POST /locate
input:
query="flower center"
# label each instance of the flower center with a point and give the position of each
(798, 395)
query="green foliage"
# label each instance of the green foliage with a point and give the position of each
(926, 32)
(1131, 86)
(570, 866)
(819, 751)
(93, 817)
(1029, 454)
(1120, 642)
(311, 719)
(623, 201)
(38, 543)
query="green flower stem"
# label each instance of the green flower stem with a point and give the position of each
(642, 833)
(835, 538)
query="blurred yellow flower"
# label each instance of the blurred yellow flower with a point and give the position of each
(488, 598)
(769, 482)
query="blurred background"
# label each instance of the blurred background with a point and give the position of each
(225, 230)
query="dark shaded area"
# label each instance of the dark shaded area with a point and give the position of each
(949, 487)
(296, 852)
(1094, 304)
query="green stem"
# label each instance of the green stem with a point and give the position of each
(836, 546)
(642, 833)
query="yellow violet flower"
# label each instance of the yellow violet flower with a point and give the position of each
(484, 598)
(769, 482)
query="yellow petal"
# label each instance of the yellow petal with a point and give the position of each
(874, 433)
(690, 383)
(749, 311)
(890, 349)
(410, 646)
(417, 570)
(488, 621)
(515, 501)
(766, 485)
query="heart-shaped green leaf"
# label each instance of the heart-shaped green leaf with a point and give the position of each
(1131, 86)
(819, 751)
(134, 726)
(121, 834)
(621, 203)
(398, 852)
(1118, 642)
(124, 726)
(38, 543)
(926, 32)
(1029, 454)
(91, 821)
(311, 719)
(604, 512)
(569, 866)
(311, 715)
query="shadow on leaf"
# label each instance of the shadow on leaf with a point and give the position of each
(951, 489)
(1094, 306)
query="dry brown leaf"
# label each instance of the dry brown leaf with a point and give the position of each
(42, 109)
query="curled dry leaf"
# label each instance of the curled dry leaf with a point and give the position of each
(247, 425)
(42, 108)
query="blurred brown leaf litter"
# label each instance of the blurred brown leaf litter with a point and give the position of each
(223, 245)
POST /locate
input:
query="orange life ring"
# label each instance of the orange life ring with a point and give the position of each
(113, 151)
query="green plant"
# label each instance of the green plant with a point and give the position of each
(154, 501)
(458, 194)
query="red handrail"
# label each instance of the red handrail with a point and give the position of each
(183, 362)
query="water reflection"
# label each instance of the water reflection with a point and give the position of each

The problem:
Would you write out the whole listing word for word?

Result below:
POST /locate
input:
query="flower center"
# label each instance of the flower center with a point and give the position of each
(798, 395)
query="green foliage"
# label each instance of the green foliage with a point and give the position of each
(926, 32)
(1131, 86)
(570, 866)
(819, 751)
(93, 817)
(1029, 454)
(1120, 642)
(311, 719)
(623, 201)
(38, 543)
query="green flower stem"
# label each instance of the green flower stem with a point and give the position of each
(642, 833)
(835, 538)
query="blurred yellow flower"
# label each instance of the blurred yellow flower with a point and give the position of each
(488, 598)
(769, 482)
query="blurred background"
# label each instance of the blurred background with a point and give the position of each
(225, 230)
query="dark shaded area"
# label each instance of the dark shaded area with a point and give the position of each
(949, 487)
(296, 852)
(1094, 304)
query="green stem"
# label each instance of the green stem with a point and give the position of each
(836, 546)
(642, 833)
query="yellow violet flower"
# label each instance of the yellow violet flower with a point and give the position of each
(484, 598)
(769, 482)
query="yellow petal"
# label each instance of the yellow petal with a point and give the position of each
(874, 433)
(690, 383)
(749, 311)
(890, 349)
(410, 646)
(417, 570)
(488, 621)
(515, 501)
(766, 485)
query="heart-shaped green leaf"
# label each instance of the heart-shaped green leaf with a point and give the position of each
(1131, 86)
(819, 751)
(134, 726)
(121, 834)
(621, 203)
(398, 852)
(1118, 642)
(124, 726)
(38, 543)
(926, 32)
(1029, 454)
(91, 821)
(311, 719)
(604, 512)
(569, 866)
(311, 715)
query="shadow on leaf"
# label each instance of the shadow on leaf with a point and give the position of each
(951, 489)
(1094, 306)
query="dry brown leaf"
# label each instance of the dry brown leaf with a point and give the position of each
(42, 109)
query="curled dry leaf"
# label each instance of the curled dry leaf with a point and give the position of each
(247, 425)
(42, 108)
query="blurred brown leaf litter"
# label each instance of the blurred brown leaf litter with a point and give the position of each
(223, 245)
POST /locate
input:
query="orange life ring"
# label each instance of the orange life ring with a point and give the position of each
(113, 151)
query="green plant"
# label each instance of the green plant with a point and give the position of each
(154, 501)
(458, 194)
query="red handrail"
# label each instance of the red handrail with a point and give the position of each
(183, 362)
query="water reflection"
# label each instance of the water reflection with a point and give the position of each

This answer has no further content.